In geophysics, vertical seismic profile (VSP) is a technique of seismic measurements used for correlation with surface seismic data. The defining characteristic of a VSP (of which there are many types) is that either the energy source, or the detectors (or sometimes both) are in a borehole. In the most common type of VSP, hydrophones, or more often geophones or accelerometers, in the borehole record reflected seismic energy originating from a seismic source at the surface.

There are numerous methods for acquiring a vertical seismic profile (VSP). Zero-offset VSPs (A) have sources close to the wellbore directly above receivers. Offset VSPs (B) have sources some distance from the receivers in the wellbore. Walkaway VSPs (C) feature a source that is moved to progressively farther offset and receivers held in a fixed location. Walk-above VSPs (D) accommodate the recording geometry of a deviated well, having each receiver in a different lateral position and the source directly above the receiver. Salt-proximity VSPs (E) are reflection surveys to help define a salt-sediment interface near a wellbore by using a source on top of a salt dome away from the drilling rig. Drill-noise VSPs (F), also known as seismic-while-drilling (SWD) VSPs, use the noise of the drill bit as the source and receivers laid out along the ground. Multi-offset VSPs (G) involve a source some distance from numerous receivers in the wellbore.

A vertical seismic profile is constructed to identify a value known as a source wavelet. This is useful when it comes to a process known as deconvolution. Deconvolution allows for a more readable and more focused VSP. The idea is that the VSP reports any abnormal seismic activity and deconvolution allows for a more focused profile on these abnormal activities. VSPs are used to measure a seismic signal at depth and with that measurement the wavelength at the source of the seismic activity is easily found. With the measurement of the source wavelet, geophysicists can carry out deconvolution on the VSP and decrease the reports of all seismic activity and limit the reports to just abnormal or extreme changes in seismic activity.

» **PROBLEM 1**:
Copy the stretch of the vertical seismic profile text from "In geophysics, vertical" through "at the surface.".
» **PROBLEM 2**:
Name every type of VSP acquisition method that the vertical seismic profile text labels with a letter in parentheses.
» **PROBLEM 3**:
Add a paragraph to the vertical seismic profile text that picks up after its last sentence.
The material after this text comes from a separate source.

» **DATASET EXTRACT**:
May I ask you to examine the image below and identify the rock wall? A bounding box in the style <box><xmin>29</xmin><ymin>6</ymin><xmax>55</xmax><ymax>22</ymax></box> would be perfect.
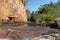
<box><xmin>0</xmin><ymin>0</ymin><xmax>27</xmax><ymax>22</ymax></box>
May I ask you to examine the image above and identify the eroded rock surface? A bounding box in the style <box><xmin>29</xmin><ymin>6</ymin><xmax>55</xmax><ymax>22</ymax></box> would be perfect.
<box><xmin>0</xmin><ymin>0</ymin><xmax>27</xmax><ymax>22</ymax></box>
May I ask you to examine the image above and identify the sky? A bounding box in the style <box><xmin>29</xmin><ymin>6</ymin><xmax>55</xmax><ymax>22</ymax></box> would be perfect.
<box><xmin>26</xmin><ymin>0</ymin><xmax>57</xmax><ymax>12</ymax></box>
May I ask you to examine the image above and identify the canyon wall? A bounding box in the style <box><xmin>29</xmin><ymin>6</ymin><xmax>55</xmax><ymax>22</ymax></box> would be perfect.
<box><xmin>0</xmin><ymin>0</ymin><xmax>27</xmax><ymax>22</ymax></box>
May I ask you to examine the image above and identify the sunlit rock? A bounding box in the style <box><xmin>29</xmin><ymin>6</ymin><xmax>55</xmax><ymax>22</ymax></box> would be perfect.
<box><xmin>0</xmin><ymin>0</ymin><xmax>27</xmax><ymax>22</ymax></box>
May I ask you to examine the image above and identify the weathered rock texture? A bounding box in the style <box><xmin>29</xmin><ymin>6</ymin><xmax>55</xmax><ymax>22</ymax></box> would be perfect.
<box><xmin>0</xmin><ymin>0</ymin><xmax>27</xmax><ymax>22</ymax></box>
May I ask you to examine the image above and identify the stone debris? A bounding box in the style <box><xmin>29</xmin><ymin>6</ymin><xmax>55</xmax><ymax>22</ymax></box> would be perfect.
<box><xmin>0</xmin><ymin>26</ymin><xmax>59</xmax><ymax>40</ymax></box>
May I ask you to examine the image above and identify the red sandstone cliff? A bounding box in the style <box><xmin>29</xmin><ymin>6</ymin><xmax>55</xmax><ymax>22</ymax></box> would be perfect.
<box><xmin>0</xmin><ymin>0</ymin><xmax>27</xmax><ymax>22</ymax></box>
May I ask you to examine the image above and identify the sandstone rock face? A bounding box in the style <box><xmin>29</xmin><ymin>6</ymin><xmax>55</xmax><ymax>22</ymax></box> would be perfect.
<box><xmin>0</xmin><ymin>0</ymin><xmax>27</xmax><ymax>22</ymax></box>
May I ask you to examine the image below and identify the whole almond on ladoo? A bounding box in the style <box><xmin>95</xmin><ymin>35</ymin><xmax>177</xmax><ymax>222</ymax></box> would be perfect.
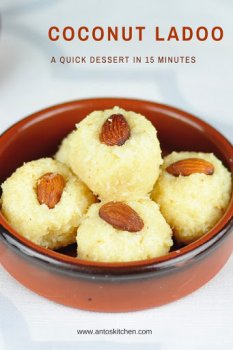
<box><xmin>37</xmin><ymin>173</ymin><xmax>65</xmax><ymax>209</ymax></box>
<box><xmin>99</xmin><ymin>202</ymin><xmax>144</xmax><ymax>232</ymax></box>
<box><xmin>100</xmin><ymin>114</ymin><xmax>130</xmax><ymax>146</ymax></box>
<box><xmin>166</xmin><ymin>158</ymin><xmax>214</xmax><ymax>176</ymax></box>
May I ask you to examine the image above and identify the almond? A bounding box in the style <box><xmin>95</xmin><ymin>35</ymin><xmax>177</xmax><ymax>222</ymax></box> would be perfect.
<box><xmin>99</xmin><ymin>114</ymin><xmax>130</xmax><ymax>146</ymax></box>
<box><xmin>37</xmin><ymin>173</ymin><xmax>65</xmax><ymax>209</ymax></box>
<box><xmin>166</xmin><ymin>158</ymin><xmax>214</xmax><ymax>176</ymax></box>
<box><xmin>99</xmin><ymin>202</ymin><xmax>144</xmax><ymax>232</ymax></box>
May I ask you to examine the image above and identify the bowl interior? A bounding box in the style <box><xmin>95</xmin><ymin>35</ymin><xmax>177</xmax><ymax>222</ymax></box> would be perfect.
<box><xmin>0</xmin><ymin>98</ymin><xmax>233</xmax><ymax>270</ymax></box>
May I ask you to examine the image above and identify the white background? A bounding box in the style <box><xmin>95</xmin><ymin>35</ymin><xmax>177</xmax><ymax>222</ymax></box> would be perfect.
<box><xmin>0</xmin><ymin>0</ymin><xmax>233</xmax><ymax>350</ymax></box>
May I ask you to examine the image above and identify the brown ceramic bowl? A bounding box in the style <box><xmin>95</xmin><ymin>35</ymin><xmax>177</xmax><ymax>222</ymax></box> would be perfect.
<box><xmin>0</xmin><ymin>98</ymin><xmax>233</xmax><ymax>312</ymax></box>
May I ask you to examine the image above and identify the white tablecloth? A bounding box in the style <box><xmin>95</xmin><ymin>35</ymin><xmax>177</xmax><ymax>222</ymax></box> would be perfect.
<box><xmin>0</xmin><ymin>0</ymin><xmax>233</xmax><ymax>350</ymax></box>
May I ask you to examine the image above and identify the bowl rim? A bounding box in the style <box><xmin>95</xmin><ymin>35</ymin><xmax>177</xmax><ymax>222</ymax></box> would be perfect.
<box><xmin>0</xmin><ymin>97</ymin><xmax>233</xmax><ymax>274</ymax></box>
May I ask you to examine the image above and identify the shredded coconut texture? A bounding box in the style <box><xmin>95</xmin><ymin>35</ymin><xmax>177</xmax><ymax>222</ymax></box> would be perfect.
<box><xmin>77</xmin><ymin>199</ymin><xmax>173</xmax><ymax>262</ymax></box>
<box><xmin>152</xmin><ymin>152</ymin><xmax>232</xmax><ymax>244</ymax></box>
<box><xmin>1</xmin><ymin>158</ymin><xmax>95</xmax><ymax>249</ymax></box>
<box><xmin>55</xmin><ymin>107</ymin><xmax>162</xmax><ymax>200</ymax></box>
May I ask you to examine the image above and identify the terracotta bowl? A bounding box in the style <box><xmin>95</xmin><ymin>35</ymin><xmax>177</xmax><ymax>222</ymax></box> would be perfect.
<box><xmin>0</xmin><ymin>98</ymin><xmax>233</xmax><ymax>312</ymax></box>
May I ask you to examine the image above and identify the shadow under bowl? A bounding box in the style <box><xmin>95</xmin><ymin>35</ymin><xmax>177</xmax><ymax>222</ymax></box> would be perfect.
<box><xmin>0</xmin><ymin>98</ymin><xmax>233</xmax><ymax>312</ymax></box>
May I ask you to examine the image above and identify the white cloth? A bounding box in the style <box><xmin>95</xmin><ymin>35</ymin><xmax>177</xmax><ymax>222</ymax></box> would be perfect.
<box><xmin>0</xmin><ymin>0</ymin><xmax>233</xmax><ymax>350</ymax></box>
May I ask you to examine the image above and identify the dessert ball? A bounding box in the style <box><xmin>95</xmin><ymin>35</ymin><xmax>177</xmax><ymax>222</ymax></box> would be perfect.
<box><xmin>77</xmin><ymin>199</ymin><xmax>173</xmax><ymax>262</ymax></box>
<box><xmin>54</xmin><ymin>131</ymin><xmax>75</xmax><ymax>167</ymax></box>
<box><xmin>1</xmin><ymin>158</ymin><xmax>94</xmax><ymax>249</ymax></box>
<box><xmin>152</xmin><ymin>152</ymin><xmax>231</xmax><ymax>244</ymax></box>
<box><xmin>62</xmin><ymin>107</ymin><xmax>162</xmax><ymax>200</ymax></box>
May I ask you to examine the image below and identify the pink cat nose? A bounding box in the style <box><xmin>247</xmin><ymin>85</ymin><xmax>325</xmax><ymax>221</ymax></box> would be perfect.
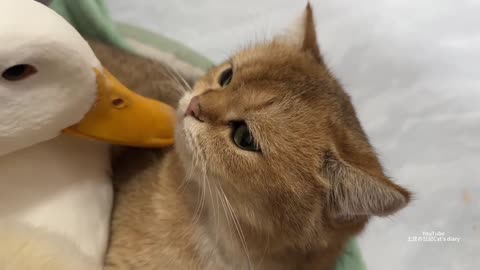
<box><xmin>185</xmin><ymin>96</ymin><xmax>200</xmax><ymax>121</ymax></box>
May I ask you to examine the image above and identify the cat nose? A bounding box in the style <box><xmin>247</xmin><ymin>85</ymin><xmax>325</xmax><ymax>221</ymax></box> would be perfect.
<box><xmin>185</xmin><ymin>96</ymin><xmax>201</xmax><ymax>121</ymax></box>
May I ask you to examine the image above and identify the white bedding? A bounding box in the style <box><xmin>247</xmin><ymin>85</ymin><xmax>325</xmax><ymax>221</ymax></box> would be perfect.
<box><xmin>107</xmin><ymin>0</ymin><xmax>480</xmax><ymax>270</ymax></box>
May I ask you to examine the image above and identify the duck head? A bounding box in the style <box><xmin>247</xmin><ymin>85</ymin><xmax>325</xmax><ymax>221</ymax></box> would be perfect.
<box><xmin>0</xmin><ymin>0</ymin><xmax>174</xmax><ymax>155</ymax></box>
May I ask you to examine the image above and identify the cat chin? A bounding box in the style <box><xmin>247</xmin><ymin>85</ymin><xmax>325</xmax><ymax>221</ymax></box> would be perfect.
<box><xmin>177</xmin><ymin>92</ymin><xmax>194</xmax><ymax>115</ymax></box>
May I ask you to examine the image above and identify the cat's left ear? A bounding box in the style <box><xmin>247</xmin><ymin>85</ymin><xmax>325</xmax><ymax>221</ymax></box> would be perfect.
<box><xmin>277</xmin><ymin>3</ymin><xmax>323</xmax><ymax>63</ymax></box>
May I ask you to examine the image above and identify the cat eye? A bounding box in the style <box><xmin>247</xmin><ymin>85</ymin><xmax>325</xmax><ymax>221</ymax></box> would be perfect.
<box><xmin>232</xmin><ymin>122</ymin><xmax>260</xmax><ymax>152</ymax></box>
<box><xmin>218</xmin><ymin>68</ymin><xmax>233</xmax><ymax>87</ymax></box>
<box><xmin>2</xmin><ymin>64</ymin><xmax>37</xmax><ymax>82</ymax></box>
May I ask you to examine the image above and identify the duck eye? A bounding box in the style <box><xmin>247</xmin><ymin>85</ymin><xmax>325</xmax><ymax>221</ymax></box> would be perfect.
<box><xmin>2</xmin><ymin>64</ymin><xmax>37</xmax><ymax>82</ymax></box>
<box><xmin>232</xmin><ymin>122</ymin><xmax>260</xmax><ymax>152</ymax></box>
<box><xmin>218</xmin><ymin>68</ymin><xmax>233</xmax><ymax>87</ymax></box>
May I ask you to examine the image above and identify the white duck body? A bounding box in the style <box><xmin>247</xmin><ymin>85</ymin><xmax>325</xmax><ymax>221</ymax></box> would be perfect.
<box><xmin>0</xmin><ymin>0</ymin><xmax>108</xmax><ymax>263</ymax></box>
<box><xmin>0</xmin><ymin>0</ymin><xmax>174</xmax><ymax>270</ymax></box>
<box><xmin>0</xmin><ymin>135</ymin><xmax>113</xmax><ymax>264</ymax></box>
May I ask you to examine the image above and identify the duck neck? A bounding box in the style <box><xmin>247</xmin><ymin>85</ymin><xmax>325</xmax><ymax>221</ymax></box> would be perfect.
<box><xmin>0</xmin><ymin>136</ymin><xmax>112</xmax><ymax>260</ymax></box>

» **YOUR RESPONSE 1**:
In geophysics, vertical seismic profile (VSP) is a technique of seismic measurements used for correlation with surface seismic data. The defining characteristic of a VSP (of which there are many types) is that either the energy source, or the detectors (or sometimes both) are in a borehole. In the most common type of VSP, hydrophones, or more often geophones or accelerometers, in the borehole record reflected seismic energy originating from a seismic source at the surface.

» **YOUR RESPONSE 2**:
Zero-offset VSPs (A)
Offset VSPs (B)
Walkaway VSPs (C)
Walk-above VSPs (D)
Salt-proximity VSPs (E)
Drill-noise VSPs (F)
Multi-offset VSPs (G)

» **YOUR RESPONSE 3**:
In recent years, using a VSP has become more popular in regards to reducing well placement risks as well as improving the monitoring of such wells. The advancement in technology for well monitoring has made VSPs more accurate and more precise with the use of very long baseline interferometry (VLBI). VLBI is an astronomical radio antenna technique that allows for high resolution imaging on a spatial scale. Therefore, using these techniques to create a seismic profile produces incredibly accurate images of wavelets and enhances determination of source wavelets. VSPs are more suitable than other seismic profiles to host the equipment for VLBI. The long vertical length required to create a borehole for a VSP allows for the equipment of a VLBI to analyze data within a larger region. VLBI can produce high resolution results within a region upwards of 50 km.